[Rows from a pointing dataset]
•••••

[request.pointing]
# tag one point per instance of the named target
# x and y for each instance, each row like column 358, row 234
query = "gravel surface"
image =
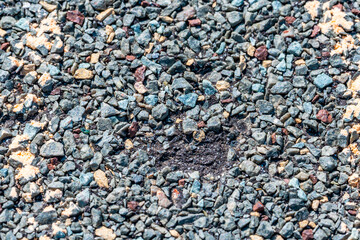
column 169, row 119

•••••

Rewrite the lines above with "gravel surface" swapped for "paved path" throughout, keeping everything else the same. Leave the picture out of your answer.

[request.pointing]
# tag one point per instance of the named target
# x and y for each instance, each row like column 358, row 234
query = "paved path"
image =
column 169, row 119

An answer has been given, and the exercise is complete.